# Passage shown:
* * * *

“National Geographic” Got It Wrong: Atlantic City Is A Cesspool

It may be time to break out the bulldozer

I don’t know about you, but I grew up with National Geographic. The little yellow magazine with the portrait-frame logo inspired me to, as an adult, travel to far-flung destinations around the world. I collected the maps. I giggled at the occasional breast shots. I paid 25 cents at yard sales for issues I was missing. But the 123-year-old Society’s reputation took a major nosedive last week when it declared Atlantic City’s Boardwalk one of the best in the nation.

Perhaps the judges got their information from watching the entire first season of HBO’s newest hit, Boardwalk Empire. Or maybe one found a 500 Club matchbook in her great aunt’s hope chest, from the night that Frank Sinatra sang “Too Marvelous For Words” there in 1960. Speaking of ancestors, I have a black-and-white photo around somewhere of my maternal grandmother, a triplet, in her bathing suit on the beach in Atlantic City during the multiple-births convention that the town used to host each year. My father, may he rest in peace, once did a magic show on Steel Pier in the late ’60s. That is all some wonderful nostalgia.

* * * *

Data excerpts
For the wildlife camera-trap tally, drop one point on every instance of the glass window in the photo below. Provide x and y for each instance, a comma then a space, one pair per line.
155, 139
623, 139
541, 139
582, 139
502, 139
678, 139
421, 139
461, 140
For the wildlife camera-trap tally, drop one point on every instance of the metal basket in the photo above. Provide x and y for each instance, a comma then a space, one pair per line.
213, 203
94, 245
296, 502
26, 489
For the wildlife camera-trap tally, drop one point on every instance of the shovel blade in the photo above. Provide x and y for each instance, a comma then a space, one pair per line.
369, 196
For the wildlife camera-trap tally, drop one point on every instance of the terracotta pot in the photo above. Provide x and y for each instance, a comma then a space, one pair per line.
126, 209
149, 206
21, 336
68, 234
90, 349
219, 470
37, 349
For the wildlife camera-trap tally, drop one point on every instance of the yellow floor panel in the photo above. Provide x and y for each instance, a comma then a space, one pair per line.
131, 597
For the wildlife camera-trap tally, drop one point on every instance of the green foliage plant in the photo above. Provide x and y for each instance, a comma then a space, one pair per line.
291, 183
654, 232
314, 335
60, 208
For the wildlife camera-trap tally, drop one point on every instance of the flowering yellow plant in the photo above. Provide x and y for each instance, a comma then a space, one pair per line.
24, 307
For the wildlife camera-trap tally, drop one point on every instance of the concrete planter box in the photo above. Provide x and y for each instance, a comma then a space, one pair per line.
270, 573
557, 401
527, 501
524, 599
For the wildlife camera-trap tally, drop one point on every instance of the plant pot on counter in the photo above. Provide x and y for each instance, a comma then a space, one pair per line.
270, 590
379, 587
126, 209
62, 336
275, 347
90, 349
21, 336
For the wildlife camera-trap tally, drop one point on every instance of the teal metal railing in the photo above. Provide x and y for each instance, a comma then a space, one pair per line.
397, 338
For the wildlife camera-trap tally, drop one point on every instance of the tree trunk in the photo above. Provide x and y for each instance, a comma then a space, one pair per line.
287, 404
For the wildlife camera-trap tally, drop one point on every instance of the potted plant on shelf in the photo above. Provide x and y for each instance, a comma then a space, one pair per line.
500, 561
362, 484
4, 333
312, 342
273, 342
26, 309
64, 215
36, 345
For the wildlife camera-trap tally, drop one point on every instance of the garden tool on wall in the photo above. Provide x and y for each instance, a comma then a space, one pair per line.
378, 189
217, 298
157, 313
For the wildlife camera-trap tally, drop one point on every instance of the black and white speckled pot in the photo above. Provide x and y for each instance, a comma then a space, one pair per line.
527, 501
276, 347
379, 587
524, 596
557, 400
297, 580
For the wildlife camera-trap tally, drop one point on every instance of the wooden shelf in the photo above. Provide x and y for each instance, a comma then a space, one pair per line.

* * * *

# To do:
In the article about Atlantic City's Boardwalk, what song did Frank Sinatra sing at the 500 Club in 1960? The material above is separate from the article.

# Answer to this problem:
"Too Marvelous For Words"